• **Votre tâche**
Indiquez uniquement le nombre de lignes des entrées qui contiennent la chaîne « tight ». La casse est prise en compte.

++++ Matériel fourni

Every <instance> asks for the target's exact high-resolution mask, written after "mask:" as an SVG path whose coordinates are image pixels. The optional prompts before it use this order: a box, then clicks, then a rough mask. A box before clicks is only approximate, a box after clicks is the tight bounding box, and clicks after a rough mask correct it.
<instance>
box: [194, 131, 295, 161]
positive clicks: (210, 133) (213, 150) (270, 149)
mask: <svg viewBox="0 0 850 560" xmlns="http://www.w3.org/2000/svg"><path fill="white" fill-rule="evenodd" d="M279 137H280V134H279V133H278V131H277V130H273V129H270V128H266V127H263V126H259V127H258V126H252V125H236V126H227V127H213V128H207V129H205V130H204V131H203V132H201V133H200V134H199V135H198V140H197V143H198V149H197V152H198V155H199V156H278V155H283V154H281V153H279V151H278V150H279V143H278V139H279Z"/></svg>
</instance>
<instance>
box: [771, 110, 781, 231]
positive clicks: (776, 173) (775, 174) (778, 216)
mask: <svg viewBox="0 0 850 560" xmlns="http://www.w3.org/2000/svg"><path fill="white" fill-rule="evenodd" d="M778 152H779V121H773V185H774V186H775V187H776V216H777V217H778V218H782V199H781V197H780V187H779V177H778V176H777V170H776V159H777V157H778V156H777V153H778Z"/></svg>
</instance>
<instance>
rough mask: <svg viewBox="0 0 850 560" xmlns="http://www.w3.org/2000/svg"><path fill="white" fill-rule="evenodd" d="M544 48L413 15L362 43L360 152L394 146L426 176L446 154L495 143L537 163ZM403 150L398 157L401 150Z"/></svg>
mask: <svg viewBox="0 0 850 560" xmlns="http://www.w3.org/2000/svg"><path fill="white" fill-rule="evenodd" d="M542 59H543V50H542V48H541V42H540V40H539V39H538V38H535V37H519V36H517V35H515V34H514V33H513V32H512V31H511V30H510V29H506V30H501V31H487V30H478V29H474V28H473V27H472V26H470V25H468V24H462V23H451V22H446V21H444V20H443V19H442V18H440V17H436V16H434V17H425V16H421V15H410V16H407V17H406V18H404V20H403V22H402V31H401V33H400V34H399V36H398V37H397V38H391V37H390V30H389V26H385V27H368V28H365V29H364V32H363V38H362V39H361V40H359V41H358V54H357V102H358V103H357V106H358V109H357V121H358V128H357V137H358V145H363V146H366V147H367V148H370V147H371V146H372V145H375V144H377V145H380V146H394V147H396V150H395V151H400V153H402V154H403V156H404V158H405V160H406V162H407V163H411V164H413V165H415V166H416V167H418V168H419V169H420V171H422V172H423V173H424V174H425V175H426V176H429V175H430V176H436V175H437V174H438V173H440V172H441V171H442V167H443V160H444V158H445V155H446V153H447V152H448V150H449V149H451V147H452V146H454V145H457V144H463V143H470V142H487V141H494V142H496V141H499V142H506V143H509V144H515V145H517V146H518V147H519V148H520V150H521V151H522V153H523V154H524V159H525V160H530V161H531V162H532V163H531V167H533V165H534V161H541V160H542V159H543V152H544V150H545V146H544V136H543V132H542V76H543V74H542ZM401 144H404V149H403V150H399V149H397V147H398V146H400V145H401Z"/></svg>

++++++++
++++ Matériel fourni

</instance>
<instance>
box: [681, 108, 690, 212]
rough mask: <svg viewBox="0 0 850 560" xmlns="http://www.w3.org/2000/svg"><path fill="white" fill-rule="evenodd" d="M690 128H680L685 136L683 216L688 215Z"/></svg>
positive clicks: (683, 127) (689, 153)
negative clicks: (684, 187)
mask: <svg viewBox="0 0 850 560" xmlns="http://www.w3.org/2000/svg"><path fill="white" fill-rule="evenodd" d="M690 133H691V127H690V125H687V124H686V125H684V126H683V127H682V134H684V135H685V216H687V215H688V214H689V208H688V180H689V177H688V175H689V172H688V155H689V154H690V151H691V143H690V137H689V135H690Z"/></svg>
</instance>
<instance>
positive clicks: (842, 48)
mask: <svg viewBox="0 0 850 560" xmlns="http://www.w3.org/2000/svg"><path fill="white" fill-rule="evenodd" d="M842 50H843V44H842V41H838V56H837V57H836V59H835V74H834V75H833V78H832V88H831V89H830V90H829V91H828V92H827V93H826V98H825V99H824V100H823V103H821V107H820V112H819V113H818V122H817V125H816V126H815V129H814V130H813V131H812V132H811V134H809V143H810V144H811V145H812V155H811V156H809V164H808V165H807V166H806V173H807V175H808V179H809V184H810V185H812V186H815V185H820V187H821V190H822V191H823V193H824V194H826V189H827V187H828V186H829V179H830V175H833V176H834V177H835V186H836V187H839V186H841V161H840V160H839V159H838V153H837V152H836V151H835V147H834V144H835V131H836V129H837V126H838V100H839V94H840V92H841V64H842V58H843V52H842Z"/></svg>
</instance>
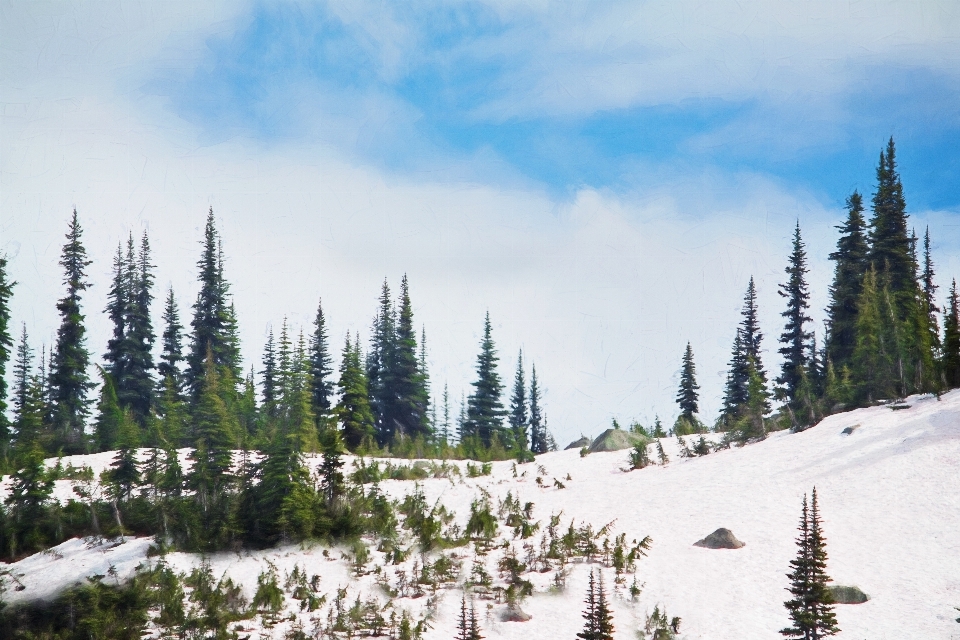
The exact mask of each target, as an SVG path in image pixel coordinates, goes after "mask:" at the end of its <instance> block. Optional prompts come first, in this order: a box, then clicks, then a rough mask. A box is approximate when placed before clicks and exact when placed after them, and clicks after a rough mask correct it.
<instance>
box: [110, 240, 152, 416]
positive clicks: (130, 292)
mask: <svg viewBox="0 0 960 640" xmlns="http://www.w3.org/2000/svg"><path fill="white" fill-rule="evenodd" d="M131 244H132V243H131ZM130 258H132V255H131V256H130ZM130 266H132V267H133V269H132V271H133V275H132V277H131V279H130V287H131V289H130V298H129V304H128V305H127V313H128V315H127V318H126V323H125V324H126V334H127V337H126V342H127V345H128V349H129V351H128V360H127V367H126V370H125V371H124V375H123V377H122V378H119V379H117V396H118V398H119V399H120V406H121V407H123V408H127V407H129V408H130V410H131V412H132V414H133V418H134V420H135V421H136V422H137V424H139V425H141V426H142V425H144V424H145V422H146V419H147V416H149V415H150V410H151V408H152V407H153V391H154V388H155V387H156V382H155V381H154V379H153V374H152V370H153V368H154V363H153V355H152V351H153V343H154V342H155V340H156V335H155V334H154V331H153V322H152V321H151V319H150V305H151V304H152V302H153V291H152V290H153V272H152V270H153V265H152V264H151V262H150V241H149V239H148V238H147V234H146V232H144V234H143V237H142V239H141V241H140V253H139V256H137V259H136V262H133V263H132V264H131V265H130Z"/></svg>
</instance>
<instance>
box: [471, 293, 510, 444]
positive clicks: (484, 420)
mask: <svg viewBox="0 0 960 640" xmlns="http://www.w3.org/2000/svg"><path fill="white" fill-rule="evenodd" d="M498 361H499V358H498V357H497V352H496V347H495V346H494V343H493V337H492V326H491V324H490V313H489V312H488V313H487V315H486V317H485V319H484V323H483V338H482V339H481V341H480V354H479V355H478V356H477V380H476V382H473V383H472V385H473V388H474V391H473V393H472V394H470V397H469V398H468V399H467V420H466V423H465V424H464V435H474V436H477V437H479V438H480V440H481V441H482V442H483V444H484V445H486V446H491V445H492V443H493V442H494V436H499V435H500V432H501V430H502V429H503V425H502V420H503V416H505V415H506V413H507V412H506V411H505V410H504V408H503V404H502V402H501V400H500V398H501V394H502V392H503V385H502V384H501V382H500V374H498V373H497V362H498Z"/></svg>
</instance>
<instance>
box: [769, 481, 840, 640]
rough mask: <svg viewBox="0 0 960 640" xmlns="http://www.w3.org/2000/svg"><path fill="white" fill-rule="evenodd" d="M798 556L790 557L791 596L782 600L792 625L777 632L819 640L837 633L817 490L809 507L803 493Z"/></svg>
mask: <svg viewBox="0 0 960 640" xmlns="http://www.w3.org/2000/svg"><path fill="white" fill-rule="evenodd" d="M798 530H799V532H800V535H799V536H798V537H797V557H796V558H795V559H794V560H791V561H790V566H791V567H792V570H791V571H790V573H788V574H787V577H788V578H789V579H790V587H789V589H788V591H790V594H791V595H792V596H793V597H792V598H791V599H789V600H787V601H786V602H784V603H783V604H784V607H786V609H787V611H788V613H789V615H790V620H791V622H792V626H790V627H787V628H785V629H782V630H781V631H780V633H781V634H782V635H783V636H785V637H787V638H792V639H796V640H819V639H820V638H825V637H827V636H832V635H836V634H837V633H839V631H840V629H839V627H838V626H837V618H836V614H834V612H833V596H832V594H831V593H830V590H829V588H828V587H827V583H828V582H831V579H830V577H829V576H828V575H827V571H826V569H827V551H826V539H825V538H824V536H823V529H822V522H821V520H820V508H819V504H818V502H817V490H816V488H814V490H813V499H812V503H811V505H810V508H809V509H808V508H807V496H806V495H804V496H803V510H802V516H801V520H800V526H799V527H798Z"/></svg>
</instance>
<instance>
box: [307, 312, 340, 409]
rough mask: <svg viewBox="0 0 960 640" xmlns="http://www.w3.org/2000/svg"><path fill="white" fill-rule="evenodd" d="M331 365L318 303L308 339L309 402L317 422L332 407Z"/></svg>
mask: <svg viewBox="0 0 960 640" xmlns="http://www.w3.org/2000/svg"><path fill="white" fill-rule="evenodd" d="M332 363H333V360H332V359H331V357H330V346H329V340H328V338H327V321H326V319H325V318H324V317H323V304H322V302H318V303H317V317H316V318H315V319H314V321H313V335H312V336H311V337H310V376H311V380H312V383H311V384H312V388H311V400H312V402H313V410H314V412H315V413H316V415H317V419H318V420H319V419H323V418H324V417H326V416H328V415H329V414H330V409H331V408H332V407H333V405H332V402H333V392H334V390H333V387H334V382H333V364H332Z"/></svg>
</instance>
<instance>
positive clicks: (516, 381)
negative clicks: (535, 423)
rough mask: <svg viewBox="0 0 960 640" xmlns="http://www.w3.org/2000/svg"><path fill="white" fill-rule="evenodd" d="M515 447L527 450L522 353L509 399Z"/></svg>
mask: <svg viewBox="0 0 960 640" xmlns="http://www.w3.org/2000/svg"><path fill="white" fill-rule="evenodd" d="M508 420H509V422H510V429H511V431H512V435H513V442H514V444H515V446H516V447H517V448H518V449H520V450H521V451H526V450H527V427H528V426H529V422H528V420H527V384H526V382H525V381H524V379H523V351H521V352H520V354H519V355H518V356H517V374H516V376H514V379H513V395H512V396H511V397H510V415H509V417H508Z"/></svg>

++++++++
++++ Matériel fourni

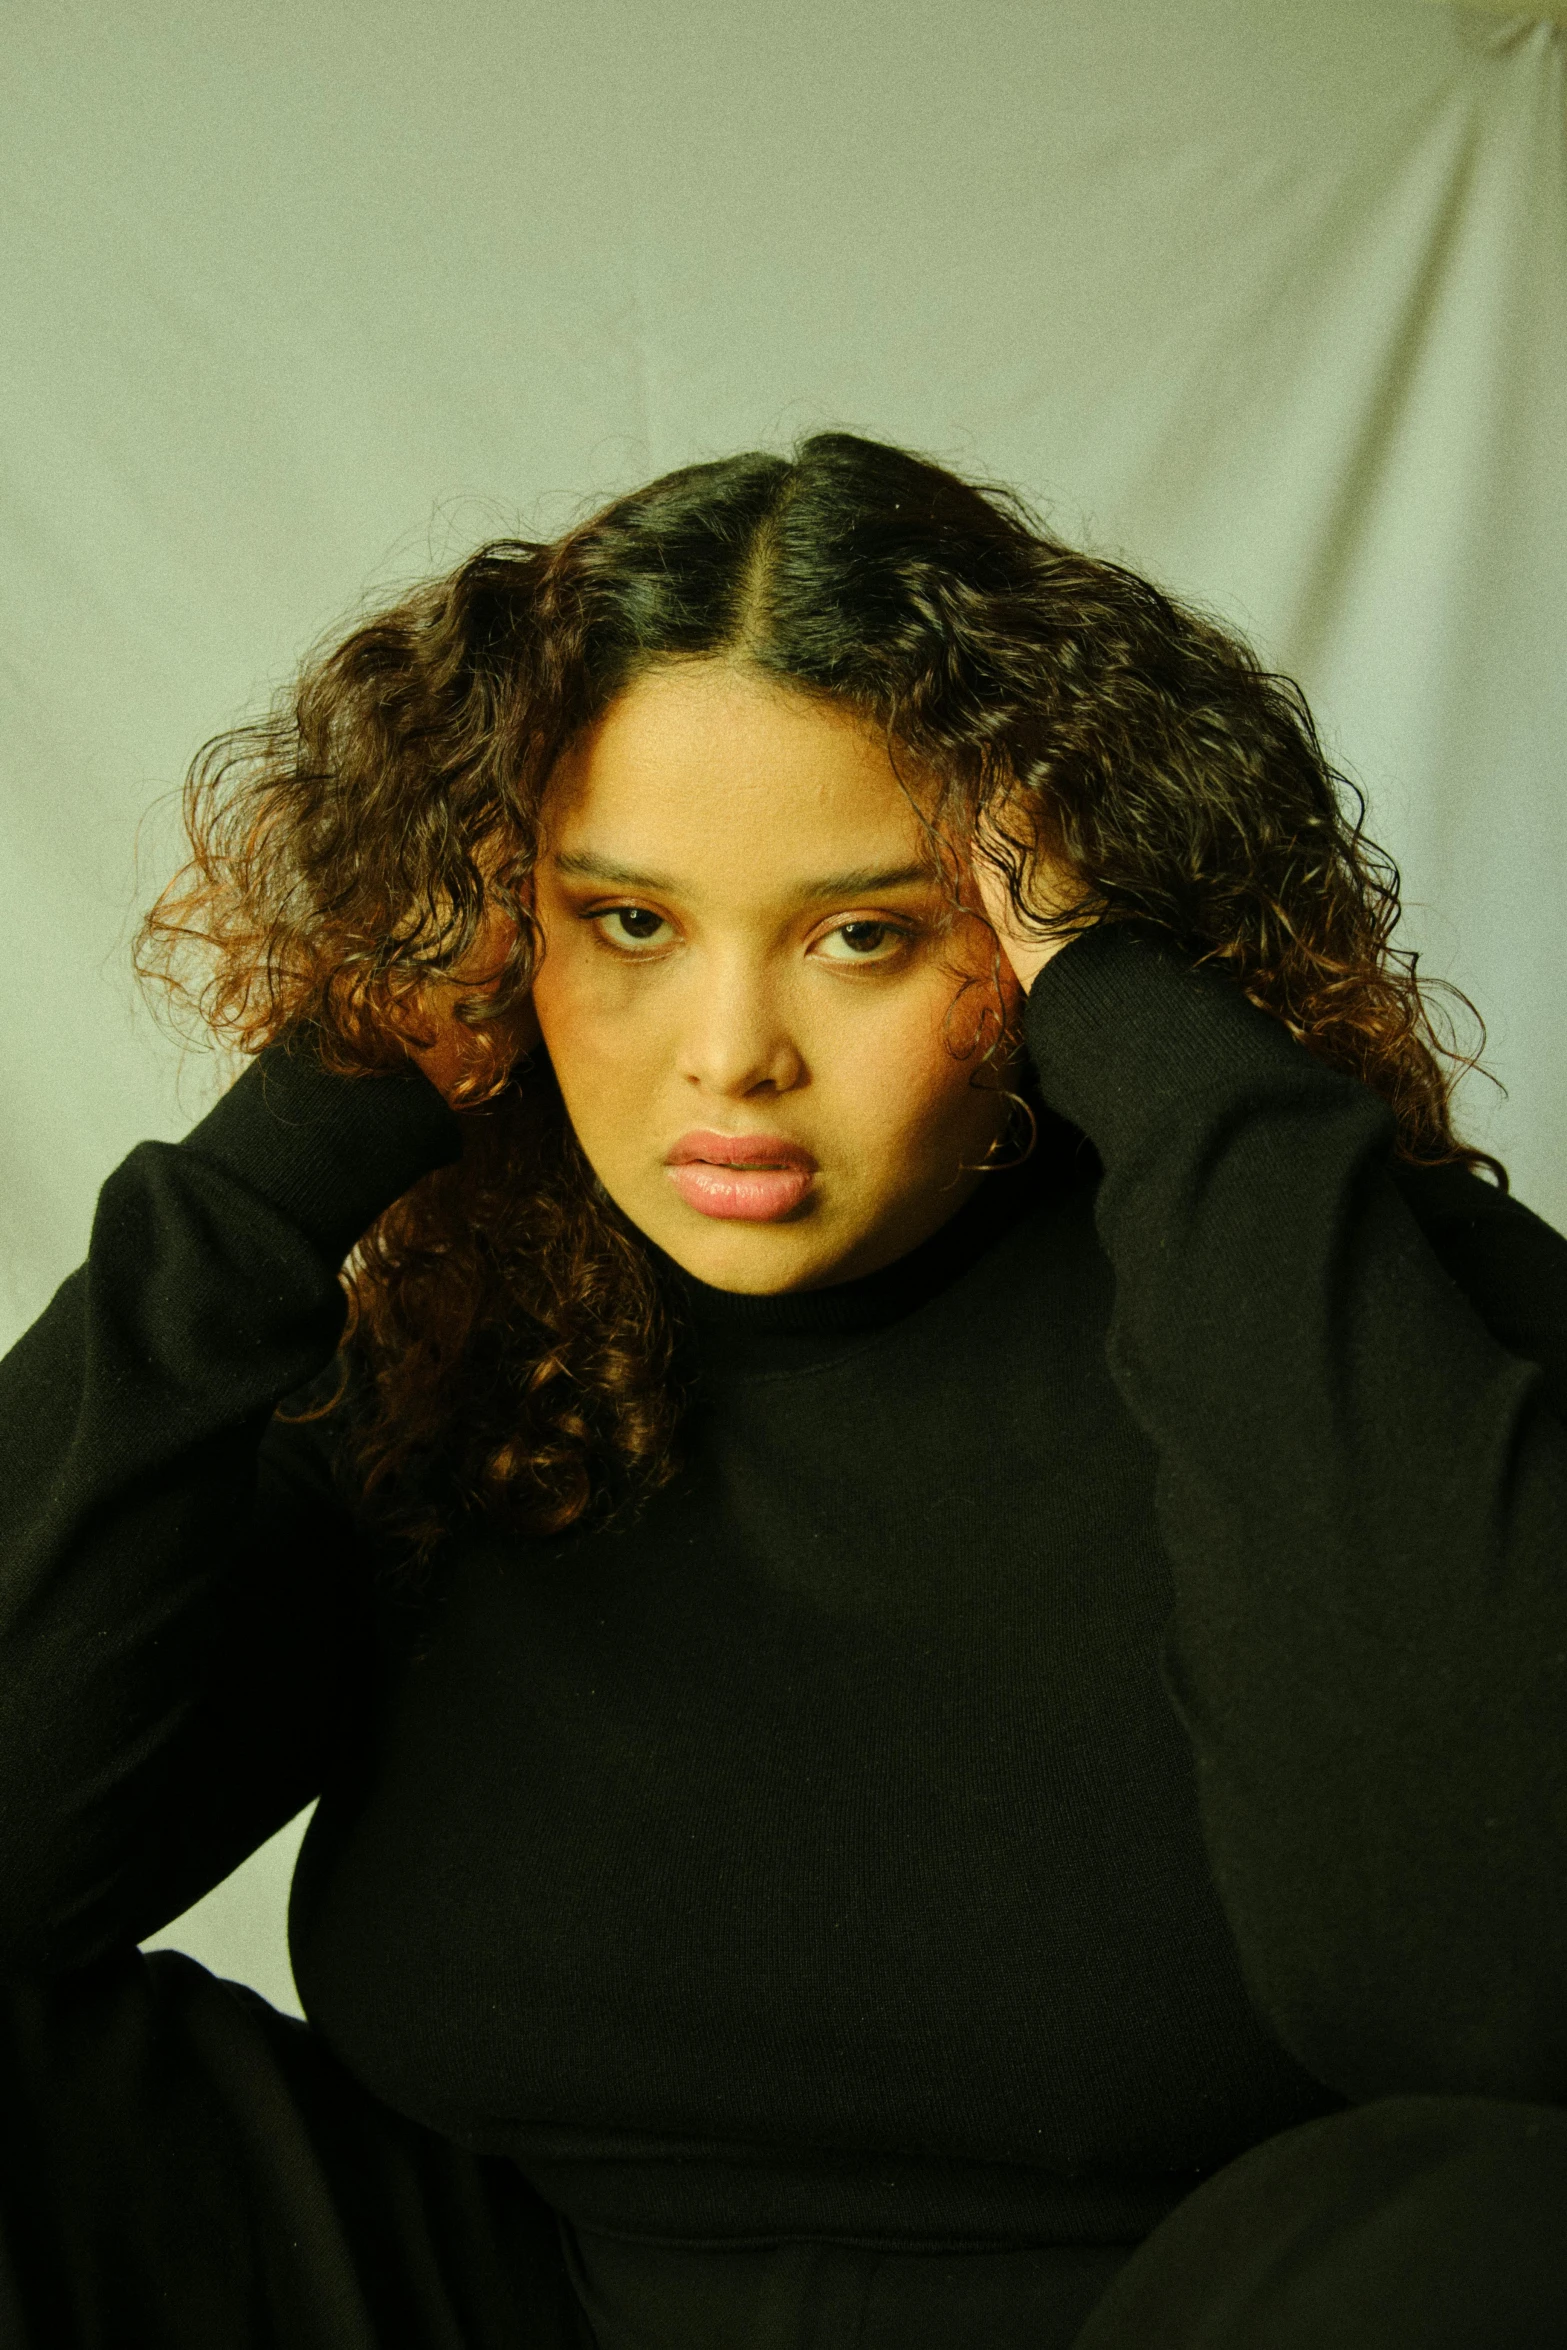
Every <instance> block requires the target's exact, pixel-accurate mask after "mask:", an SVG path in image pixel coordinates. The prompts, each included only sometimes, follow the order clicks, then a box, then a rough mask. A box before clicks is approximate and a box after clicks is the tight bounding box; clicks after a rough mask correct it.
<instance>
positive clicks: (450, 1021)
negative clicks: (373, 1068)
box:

++++++++

• **Résultat attendu**
2